• Source passage:
Zimbabwe Open University (ZOU) is an open distance education university in Zimbabwe. Established in 1999, ZOU is the only distance education university in the country. Student enrollment at ZOU has been growing steadily from the time of its formation and in terms of enrollment it is the largest university in Zimbabwe. The Zimbabwe Open University has seven faculties under which the academic programmes are conducted.

History
After independence, the Government of Zimbabwe adopted a policy of education for all. To address the need for high skilled manpower the 5 Year National Development Plan (1991–1995) stated:

The University of Zimbabwe, which was the single university in the country at that time, could not cope with the demand for university education. Two commissions were established: the Williams Commission (1981) and the Zimbabwe Open University Feasibility Study (1986). In July 1994, a committee was formed to investigate the development of university distance education. The commission recommended that there is need for distance education at university level to upgrade skills and "to provide a continuing education facility for the adult population". Based on these recommendations the Centre for Distance Education (CDE) of the University of Zimbabwe was formed in 1993. In 1996, it became the University College of Distance Education (UCDE) and finally renamed to Zimbabwe Open University (ZOU) on March 1, 1999 by an Act of Parliament.  The first Vice-Chancellor was Professor Peter Dzvimbo.

Below is a table showing student enrolment in the Zimbabwe Open University from 1999 to 2017:

The year 2001 marked the increase of the enrollment figures to 23,161. It was because Commerce degrees were introduced that year. There was a decline in student enrollment in 2002 because some found independent learning difficult and many students faced economic difficulties. In 2003, a total of 19,228 students were enrolled in the university which constituted 46.9% of the total university enrolment in the country. According to 2006 estimates, approximately 20,000 students are enrolled in the university which makes it the largest university in Zimbabwe.

• Exercise:
According to the passage on Zimbabwe Open University, who was the university's first Vice-Chancellor?

• Material provided:
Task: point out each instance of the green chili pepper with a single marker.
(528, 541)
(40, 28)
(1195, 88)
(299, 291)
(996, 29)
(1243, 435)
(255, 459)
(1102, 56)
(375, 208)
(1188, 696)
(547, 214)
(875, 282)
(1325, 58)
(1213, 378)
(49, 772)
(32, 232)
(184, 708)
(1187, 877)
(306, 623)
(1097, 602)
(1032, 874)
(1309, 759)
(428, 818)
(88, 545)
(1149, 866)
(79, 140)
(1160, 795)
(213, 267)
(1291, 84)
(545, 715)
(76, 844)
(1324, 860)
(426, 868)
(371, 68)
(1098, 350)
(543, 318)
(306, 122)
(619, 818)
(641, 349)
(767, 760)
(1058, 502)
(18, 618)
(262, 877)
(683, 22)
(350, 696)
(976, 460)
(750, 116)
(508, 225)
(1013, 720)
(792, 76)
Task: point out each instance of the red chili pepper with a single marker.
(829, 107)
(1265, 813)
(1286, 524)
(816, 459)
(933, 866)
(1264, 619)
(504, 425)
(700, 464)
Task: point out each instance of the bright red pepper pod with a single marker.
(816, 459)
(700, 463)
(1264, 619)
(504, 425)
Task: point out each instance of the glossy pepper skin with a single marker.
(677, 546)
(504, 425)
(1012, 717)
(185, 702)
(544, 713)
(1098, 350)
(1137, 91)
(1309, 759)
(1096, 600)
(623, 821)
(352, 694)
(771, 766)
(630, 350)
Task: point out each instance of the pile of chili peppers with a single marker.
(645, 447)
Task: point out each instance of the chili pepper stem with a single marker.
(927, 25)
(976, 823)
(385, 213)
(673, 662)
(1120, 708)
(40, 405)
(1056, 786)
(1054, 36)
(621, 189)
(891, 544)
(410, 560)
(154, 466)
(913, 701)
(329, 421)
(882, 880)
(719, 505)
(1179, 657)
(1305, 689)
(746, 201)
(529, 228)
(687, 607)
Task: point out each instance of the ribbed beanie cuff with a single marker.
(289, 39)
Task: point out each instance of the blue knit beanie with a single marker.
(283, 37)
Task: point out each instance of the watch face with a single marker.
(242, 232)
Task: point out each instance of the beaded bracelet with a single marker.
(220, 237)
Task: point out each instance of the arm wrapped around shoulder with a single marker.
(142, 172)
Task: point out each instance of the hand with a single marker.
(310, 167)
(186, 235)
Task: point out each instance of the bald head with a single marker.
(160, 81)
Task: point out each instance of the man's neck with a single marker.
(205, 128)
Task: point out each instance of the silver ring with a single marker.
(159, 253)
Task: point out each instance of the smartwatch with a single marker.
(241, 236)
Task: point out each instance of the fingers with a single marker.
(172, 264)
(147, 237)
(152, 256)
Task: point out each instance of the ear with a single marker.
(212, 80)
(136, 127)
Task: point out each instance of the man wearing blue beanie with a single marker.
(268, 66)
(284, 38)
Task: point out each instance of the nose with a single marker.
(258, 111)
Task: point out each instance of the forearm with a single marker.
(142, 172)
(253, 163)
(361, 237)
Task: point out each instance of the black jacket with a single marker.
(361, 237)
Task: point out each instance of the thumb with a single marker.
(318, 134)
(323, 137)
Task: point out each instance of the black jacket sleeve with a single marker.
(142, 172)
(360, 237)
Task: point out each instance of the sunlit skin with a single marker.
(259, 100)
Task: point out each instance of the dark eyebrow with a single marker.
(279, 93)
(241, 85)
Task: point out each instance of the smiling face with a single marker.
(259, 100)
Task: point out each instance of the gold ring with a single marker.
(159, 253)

• The response:
Professor Peter Dzvimbo